*WHAT TO DO*: Switch each "Tag" in the data below to "Mark", then write out all the lines again with nothing else altered.

*WORKING DATA*:
··········

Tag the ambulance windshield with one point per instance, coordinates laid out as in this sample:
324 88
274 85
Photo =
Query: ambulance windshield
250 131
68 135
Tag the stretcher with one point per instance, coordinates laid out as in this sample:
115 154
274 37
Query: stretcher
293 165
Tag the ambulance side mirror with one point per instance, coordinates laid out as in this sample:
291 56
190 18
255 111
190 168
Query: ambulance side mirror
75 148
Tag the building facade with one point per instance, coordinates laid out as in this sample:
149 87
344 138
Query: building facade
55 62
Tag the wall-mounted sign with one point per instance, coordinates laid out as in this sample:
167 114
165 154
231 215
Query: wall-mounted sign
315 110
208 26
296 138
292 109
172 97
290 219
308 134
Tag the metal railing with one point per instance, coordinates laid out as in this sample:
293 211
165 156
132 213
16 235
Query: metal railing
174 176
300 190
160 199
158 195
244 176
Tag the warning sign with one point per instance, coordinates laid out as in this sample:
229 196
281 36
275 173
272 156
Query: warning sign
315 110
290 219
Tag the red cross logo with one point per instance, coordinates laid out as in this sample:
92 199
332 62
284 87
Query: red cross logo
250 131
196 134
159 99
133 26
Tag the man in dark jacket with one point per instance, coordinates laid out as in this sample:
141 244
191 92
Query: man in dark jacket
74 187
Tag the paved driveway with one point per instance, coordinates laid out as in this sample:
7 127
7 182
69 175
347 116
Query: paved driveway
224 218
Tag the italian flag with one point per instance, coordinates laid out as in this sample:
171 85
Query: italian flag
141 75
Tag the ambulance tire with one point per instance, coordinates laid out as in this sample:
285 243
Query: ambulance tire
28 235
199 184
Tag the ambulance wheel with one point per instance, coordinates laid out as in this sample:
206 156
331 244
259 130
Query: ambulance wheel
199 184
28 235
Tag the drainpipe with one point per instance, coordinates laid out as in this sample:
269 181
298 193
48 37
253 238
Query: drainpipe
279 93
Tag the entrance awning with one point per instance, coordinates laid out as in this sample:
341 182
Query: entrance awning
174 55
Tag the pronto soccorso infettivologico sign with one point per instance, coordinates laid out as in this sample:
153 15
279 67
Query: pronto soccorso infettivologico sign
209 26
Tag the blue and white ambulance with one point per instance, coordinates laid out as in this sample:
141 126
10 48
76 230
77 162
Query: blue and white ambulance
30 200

··········

*CORRECT OUTPUT*:
Mark the ambulance windshield with one point per instance, coordinates laid out as in this sample:
324 88
274 85
Photo =
Query: ambulance windshield
250 131
68 135
Mark the stretcher with one point per instance, coordinates laid out as in this sample:
115 154
274 37
Query: stretcher
293 165
Mark the ambulance side mirror with one point per instance, coordinates laid out as in this sample:
291 56
190 18
255 111
190 168
Query: ambulance side mirror
75 148
Mark the building facade with one point per instance, coordinates laid out as in this sample:
149 87
344 138
Query: building facade
55 62
Mark the wall-mounted sign with one point per instance, coordinates laid out as in this sample:
167 114
165 154
231 215
Query: wall-mounted sign
315 110
208 26
296 138
292 109
172 97
290 219
308 134
Mark the metal railing with one point per instance, coordinates laid out as in this sample:
293 211
165 156
132 213
16 235
Query: metal railing
174 176
300 190
160 199
158 195
244 176
Mark the warning sign with one point per instance, coordinates laid out as in this sample:
229 196
281 36
275 173
272 156
Query: warning sign
315 110
290 219
Mark the red cross logo with one point per instance, coordinates laid out as in this sample:
92 199
332 62
284 87
Query: red cross logo
250 131
196 134
159 99
133 26
Mark the man in dark jacket with one point per instance, coordinates laid out as in this sample:
141 244
191 92
Query: man in dark jacket
74 187
Mark the paved driveway with one point per instance, coordinates laid out as in this sample:
7 127
7 182
69 175
347 116
Query: paved driveway
224 218
Mark the italian flag with one point per instance, coordinates laid out as in this sample:
171 85
Query: italian flag
141 75
Mark the ambulance tire with one point per instance, coordinates laid out as in this sample:
285 243
Query: ambulance tire
28 235
199 184
Mark the ambulance wheel with one point per instance, coordinates laid out as in this sample:
206 156
331 244
259 130
Query: ambulance wheel
199 184
28 235
Mark the drainpipe with one point per instance, coordinates laid out as in this sample:
269 181
298 193
48 37
253 238
Query: drainpipe
279 93
Mark the entrance awning with one point per instance, coordinates laid out as in this sample:
341 182
Query: entrance awning
174 55
Mark the pronto soccorso infettivologico sign with one point per instance, coordinates laid out as in this sample:
153 15
279 67
Query: pronto soccorso infettivologico sign
209 26
Mark the blue and white ambulance with one point per instance, coordinates laid out as in this sample:
141 126
10 48
76 230
77 162
Query: blue and white ambulance
30 200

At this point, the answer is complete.